> _Work to complete_
Look below for the line containing "Target: large frameless mirror"; from there through the line containing "Reviewer note: every instance of the chrome cabinet", both lines included, please set down each line exactly and nothing else.

> _Extracted information_

--- --- ---

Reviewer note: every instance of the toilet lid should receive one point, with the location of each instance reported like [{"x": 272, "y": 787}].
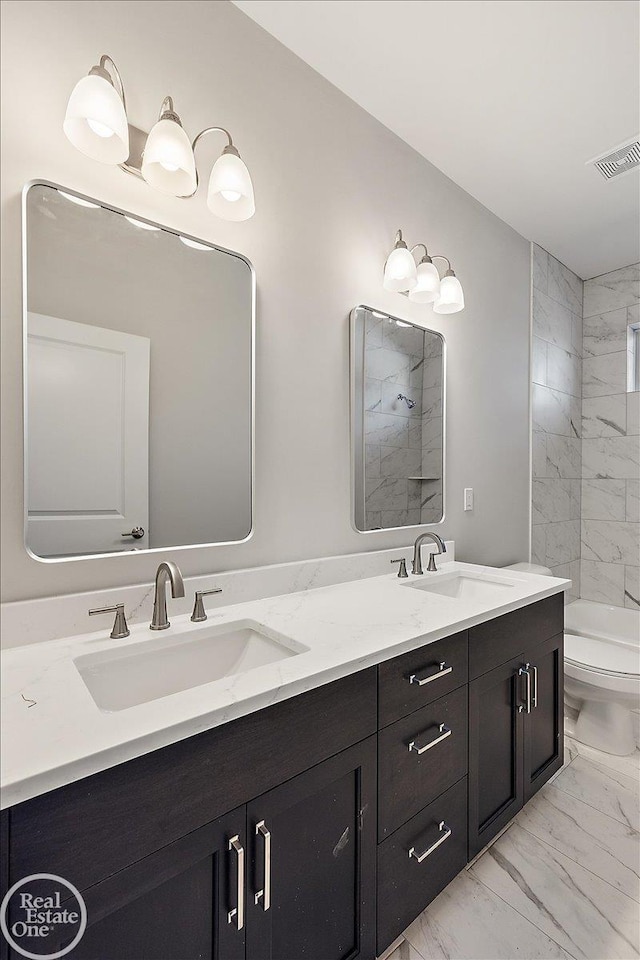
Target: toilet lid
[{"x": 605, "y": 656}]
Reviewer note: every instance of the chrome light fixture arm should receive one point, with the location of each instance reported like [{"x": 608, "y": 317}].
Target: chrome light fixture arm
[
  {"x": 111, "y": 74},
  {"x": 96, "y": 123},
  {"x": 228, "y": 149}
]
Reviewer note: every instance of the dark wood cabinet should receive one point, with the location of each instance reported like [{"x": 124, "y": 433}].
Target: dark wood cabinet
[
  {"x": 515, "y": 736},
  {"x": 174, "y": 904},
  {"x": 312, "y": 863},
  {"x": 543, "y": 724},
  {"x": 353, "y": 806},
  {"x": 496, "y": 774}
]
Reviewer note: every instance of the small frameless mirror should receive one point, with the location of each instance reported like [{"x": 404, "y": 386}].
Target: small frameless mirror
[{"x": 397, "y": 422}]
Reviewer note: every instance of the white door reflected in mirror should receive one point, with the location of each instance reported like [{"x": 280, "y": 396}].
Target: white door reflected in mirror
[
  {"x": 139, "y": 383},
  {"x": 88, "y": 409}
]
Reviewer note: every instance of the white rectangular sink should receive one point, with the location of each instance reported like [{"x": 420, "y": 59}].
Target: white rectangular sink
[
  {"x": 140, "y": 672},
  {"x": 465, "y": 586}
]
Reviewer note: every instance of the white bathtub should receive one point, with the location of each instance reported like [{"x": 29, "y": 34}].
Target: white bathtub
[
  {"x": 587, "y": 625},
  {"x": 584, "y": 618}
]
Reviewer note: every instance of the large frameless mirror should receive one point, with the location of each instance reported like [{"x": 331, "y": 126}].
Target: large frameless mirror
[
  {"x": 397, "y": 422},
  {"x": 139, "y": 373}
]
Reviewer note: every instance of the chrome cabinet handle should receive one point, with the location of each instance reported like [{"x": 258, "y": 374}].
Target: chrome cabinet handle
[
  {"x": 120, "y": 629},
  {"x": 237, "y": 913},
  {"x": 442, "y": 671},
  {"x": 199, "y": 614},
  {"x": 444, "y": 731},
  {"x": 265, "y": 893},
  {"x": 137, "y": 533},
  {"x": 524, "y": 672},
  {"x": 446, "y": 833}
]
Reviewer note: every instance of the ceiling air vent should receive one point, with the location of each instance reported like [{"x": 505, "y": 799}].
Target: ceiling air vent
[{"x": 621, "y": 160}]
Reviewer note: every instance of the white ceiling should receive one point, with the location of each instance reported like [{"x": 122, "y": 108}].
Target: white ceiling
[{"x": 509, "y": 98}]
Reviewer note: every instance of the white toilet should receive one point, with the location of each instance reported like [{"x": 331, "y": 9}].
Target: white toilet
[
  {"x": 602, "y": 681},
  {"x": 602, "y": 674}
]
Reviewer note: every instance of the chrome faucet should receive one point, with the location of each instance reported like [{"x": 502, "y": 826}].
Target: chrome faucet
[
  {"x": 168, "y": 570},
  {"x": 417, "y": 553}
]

--- --- ---

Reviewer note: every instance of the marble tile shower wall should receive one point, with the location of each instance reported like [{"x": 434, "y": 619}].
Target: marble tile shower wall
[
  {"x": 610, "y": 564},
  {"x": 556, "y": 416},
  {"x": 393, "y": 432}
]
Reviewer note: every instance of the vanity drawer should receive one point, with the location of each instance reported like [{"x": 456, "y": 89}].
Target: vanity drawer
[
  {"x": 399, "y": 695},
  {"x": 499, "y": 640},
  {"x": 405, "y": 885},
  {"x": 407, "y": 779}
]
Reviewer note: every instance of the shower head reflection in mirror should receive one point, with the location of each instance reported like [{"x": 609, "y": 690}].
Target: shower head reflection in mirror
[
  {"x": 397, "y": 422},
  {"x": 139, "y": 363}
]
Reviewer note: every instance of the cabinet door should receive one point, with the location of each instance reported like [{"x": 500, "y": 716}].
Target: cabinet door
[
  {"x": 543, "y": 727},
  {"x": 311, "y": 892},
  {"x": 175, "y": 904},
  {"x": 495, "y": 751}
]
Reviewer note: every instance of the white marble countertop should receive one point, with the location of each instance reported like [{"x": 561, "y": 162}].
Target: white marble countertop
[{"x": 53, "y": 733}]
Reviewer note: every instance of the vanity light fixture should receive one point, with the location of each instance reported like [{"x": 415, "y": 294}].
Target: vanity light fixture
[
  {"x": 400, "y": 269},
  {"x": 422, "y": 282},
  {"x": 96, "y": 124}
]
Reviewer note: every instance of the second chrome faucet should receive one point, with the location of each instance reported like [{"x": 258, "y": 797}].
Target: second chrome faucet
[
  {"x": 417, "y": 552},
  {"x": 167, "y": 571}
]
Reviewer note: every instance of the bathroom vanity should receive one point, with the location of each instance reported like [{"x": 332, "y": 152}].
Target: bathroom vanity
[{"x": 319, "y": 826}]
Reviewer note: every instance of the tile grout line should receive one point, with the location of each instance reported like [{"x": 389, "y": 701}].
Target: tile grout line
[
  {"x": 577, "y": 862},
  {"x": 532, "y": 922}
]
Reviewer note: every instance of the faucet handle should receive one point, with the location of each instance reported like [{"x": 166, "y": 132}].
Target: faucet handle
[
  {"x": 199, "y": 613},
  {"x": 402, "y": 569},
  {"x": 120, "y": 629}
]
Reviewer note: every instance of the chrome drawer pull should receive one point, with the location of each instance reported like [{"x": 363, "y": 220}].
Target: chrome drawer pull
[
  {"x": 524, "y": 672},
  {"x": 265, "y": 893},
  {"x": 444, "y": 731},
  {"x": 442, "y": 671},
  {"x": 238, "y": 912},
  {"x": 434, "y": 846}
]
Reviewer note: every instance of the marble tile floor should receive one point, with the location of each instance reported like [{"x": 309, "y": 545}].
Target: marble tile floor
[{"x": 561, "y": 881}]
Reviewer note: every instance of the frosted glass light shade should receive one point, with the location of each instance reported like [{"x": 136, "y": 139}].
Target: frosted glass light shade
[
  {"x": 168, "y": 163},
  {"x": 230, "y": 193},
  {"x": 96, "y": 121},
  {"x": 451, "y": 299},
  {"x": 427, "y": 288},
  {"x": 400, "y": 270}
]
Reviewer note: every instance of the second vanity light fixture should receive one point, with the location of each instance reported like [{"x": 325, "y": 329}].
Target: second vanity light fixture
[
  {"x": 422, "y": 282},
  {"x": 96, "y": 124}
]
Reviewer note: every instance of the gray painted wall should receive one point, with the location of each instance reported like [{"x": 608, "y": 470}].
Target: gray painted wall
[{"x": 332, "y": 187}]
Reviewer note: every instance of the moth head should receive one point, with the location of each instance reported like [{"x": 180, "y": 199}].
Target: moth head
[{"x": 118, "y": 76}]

--- --- ---

> _Task result_
Target: large frameless mirror
[
  {"x": 397, "y": 422},
  {"x": 139, "y": 373}
]
Reviewer note: every instance of the chrome cabinet handle should receive one point, with the location of each instance reported like [{"x": 258, "y": 374}].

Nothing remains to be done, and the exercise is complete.